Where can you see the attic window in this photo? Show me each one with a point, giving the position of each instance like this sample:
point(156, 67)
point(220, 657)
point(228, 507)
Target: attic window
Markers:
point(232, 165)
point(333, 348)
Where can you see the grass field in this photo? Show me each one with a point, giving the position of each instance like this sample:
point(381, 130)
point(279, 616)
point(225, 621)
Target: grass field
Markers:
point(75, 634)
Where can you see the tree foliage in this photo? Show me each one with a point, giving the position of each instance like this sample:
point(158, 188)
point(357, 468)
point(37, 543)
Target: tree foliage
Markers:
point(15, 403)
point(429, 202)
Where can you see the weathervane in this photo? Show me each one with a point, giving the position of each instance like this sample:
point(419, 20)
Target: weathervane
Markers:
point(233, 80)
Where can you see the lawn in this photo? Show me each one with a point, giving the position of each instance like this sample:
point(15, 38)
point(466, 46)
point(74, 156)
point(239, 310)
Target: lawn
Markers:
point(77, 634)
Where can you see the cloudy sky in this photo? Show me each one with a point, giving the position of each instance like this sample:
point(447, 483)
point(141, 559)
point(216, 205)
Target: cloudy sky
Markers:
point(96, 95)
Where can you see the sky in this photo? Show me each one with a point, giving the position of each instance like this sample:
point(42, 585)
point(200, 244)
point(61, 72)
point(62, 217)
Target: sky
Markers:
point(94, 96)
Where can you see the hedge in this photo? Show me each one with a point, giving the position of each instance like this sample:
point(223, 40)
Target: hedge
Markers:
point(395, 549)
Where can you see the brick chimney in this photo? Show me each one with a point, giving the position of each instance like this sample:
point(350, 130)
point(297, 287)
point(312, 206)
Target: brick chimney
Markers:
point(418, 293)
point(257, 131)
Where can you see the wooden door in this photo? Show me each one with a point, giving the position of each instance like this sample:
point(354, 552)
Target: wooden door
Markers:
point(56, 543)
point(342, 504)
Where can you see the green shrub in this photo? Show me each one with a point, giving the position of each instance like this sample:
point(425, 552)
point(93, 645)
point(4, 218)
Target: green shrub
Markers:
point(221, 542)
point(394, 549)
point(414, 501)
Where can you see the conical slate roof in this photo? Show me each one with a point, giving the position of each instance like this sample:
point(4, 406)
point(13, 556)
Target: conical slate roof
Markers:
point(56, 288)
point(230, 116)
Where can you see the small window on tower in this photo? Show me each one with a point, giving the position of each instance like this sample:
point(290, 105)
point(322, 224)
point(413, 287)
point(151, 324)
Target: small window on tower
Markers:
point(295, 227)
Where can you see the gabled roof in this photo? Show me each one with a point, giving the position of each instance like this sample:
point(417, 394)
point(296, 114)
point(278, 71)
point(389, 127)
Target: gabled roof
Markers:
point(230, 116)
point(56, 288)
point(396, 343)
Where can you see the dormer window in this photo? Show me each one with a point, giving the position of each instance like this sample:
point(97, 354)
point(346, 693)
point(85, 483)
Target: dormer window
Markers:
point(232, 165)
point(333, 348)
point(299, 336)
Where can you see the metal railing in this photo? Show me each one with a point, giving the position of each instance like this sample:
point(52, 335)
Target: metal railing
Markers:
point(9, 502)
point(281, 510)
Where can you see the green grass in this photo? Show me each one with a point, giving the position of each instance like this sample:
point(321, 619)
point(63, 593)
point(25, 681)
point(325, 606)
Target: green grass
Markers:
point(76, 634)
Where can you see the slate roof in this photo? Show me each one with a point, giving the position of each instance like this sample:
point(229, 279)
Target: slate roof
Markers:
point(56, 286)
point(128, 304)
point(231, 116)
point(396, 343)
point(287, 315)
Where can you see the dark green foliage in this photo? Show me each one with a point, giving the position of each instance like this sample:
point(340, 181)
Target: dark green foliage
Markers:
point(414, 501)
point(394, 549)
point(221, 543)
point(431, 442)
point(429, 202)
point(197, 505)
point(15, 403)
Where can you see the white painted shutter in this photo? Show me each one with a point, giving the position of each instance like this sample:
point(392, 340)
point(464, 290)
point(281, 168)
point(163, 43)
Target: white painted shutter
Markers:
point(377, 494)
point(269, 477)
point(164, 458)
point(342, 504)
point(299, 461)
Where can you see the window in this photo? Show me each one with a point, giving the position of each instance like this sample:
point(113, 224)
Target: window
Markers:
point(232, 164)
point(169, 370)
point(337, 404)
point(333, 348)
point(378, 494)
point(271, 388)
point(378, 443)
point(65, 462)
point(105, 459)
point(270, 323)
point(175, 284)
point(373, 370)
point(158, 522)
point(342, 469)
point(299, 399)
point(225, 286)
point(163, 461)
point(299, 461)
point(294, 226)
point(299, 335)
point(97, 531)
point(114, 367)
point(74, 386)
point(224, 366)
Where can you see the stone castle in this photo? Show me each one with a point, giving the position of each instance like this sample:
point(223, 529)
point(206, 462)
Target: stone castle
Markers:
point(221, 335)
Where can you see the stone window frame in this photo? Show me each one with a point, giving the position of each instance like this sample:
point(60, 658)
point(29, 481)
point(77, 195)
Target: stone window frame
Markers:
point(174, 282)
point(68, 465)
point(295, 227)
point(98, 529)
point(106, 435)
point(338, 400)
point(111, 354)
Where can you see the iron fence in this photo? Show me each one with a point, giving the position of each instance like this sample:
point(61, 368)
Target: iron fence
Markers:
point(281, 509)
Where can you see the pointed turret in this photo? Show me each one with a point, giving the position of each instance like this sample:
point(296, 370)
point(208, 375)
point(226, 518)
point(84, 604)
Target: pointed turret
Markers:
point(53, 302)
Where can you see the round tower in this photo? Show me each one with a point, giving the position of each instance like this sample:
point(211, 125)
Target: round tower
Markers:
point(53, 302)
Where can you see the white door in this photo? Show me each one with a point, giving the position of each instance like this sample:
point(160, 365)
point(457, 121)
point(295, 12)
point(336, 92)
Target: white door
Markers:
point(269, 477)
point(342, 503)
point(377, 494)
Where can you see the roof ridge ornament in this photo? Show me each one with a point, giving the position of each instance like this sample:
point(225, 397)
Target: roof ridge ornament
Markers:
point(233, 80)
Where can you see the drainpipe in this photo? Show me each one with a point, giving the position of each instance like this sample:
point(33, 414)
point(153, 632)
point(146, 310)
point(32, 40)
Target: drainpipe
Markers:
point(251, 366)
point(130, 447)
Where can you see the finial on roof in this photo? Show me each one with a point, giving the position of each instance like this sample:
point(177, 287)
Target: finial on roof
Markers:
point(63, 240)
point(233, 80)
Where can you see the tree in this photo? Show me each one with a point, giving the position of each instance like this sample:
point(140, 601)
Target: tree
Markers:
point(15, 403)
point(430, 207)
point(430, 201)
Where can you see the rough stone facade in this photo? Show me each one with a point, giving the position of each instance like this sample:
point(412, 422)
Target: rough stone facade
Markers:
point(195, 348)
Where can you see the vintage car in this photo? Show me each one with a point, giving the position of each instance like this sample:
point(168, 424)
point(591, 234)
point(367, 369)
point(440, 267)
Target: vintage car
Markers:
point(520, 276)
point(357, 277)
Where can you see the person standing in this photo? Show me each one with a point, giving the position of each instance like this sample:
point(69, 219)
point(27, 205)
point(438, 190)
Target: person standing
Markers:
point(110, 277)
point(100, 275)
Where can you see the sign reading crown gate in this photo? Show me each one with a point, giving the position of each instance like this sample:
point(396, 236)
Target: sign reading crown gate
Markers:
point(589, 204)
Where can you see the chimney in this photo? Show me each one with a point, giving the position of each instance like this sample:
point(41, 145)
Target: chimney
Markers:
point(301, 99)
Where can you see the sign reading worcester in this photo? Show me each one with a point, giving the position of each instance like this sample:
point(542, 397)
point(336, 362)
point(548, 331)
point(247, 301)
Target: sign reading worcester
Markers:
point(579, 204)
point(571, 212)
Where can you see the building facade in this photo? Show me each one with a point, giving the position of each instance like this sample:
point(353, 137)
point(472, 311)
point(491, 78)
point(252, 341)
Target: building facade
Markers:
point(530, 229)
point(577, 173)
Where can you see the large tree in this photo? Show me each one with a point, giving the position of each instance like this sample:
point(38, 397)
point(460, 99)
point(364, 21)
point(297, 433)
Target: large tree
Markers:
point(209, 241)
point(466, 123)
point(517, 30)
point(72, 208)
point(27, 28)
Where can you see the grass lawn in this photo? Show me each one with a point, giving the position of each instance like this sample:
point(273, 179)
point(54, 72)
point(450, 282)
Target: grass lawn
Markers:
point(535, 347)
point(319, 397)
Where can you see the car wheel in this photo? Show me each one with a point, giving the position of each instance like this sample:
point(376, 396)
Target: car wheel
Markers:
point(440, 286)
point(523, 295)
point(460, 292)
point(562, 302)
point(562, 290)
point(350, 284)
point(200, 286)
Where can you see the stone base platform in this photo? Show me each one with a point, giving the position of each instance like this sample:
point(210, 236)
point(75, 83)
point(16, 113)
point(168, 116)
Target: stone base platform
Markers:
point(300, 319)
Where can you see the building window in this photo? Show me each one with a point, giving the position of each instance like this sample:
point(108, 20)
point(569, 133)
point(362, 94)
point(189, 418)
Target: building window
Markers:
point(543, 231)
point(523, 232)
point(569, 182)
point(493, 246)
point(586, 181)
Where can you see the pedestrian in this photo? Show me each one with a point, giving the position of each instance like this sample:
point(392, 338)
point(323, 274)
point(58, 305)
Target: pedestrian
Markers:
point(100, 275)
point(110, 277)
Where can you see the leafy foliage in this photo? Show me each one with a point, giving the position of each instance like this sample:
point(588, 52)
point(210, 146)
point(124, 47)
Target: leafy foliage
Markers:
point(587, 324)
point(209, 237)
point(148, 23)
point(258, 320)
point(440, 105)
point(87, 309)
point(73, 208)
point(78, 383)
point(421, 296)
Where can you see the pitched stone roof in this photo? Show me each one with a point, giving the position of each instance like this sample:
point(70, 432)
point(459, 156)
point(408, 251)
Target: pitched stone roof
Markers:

━━━

Check the data for the word "lawn" and pull out the lines that have it.

Where can you see the lawn in this photo? Show me each one with a point, giving the position of each instance like this sample:
Target: lawn
Where can you see the grass lawn in this photo? Show me each one with a point, giving the position of each instance like this sample:
Target: grass lawn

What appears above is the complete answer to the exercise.